◆ Written exercise ◆
Copy the following lines word for word.

◆ Items stored from a collection ◆
===============

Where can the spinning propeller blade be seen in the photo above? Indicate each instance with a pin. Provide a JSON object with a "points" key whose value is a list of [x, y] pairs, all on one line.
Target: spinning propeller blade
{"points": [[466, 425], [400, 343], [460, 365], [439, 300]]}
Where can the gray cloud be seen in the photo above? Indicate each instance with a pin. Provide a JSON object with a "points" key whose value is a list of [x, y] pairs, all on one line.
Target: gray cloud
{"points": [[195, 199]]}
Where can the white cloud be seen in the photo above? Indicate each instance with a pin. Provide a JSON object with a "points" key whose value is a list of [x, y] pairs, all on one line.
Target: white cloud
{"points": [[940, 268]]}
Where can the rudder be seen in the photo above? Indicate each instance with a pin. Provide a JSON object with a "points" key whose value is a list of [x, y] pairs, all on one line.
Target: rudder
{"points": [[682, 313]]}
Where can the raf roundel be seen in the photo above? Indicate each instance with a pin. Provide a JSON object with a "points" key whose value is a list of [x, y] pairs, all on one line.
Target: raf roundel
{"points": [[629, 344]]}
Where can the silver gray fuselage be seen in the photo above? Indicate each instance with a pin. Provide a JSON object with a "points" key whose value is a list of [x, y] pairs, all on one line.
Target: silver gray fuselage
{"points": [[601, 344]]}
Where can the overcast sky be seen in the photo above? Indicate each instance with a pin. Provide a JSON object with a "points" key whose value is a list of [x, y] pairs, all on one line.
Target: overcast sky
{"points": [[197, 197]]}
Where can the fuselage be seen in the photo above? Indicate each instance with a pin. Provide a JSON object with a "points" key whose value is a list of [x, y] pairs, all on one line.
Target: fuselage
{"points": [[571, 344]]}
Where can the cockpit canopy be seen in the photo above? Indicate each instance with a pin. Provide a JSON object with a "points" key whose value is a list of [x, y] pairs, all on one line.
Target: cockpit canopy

===============

◆ The result ◆
Where can the spinning propeller blade be seen in the photo above? Indicate each instance with a pin. Provide a JSON object with a "points" key whose value is a list of [x, y] pairs, all on one line.
Target: spinning propeller blade
{"points": [[466, 425], [400, 343], [460, 365], [439, 300]]}
Where can the gray cloud be seen in the photo above? Indicate each instance with a pin. Provide a JSON object with a "points" key whose value is a list of [x, y] pairs, all on one line.
Target: gray cloud
{"points": [[195, 199]]}
Where can the white cloud be seen in the photo above? Indicate each instance with a pin. Provide a JSON object with a "points" key whose value is a list of [x, y] pairs, all on one line.
Target: white cloud
{"points": [[940, 268]]}
Where can the rudder be seen in the photo above? Indicate each instance with a pin. Provide a JSON object with a "points" key whose value is a list of [x, y] pairs, all on one line.
Target: rudder
{"points": [[682, 313]]}
Where can the raf roundel be seen in the photo above? Indicate each instance with a pin. Provide a JSON object with a "points" key whose value is a list of [x, y] pairs, all on one line.
Target: raf roundel
{"points": [[629, 344]]}
Where can the silver gray fuselage be seen in the photo above? Indicate each instance with a pin. Provide a JSON object with a "points" key whose value is a list of [x, y] pairs, all on one line.
Target: silver gray fuselage
{"points": [[601, 344]]}
Where can the overcast sky be seen in the photo above? Indicate each instance with a pin. Provide a JSON object with a "points" key whose value is a list of [x, y] pairs, all on one line.
Target: overcast sky
{"points": [[197, 197]]}
Where can the fuselage be seen in the photo above? Indicate each instance with a pin. Provide a JSON object with a "points" key whose value is a list of [x, y] pairs, all on one line.
Target: fuselage
{"points": [[571, 344]]}
Where can the cockpit canopy be seen in the photo above? Indicate each instance with a pin. Provide a JSON object with a "points" key whose value is a list of [x, y] pairs, all on one line.
Target: cockpit canopy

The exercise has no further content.